[Rows from a pointing dataset]
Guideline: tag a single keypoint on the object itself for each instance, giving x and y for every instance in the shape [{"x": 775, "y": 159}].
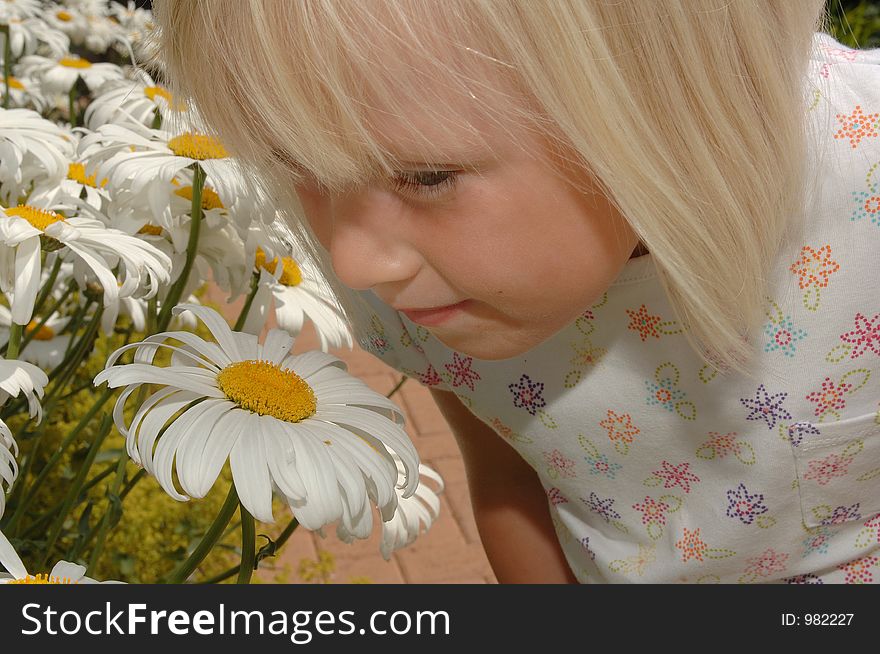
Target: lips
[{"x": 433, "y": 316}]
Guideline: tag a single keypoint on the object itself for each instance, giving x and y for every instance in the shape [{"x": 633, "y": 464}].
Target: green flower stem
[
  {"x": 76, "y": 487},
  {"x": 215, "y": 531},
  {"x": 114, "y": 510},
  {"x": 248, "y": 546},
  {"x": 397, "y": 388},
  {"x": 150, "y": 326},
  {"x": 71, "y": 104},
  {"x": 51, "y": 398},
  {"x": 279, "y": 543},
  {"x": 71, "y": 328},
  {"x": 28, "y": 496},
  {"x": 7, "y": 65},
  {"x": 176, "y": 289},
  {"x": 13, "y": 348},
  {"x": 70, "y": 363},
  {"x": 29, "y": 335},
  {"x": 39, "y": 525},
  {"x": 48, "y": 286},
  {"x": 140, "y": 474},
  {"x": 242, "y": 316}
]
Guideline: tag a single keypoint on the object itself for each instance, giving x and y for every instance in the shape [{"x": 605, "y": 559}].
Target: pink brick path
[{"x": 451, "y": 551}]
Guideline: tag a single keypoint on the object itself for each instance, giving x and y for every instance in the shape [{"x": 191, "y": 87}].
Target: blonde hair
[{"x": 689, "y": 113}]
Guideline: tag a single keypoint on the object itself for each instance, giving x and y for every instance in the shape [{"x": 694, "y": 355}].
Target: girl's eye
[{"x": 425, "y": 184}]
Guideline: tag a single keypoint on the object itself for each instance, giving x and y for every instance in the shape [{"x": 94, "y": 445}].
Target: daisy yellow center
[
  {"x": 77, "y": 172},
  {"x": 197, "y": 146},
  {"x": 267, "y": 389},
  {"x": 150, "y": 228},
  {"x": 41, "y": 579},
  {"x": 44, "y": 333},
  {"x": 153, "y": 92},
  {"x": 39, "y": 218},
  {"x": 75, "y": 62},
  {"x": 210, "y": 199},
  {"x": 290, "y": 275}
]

---

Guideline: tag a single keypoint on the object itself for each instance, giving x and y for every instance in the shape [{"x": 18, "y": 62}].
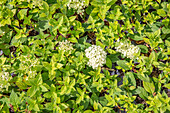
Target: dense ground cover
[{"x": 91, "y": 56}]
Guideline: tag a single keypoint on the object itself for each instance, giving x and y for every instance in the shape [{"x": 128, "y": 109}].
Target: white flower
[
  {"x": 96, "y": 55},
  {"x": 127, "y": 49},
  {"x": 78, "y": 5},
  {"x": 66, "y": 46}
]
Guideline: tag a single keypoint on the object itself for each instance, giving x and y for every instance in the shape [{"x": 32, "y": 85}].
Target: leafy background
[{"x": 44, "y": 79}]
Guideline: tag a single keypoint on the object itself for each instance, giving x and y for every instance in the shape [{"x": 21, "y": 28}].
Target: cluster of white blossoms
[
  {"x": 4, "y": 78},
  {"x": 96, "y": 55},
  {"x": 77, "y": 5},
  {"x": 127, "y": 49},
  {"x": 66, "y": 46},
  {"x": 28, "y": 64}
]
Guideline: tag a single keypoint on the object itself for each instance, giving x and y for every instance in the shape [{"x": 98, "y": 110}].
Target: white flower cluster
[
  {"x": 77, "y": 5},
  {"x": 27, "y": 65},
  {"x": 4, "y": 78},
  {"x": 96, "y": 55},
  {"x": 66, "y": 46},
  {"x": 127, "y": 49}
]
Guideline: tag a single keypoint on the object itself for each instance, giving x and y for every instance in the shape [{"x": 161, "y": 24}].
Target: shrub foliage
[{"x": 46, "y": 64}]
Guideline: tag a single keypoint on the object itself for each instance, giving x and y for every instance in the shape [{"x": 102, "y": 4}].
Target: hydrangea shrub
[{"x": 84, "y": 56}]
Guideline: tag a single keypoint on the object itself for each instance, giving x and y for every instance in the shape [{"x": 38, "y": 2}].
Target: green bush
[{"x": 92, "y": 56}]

* **What the task asks**
From the entries above, pull out every line that contains the word "flower". Treat uppercase and lowercase as different.

* **The solution**
Target: green flower stem
Target: white flower
Target: white flower cluster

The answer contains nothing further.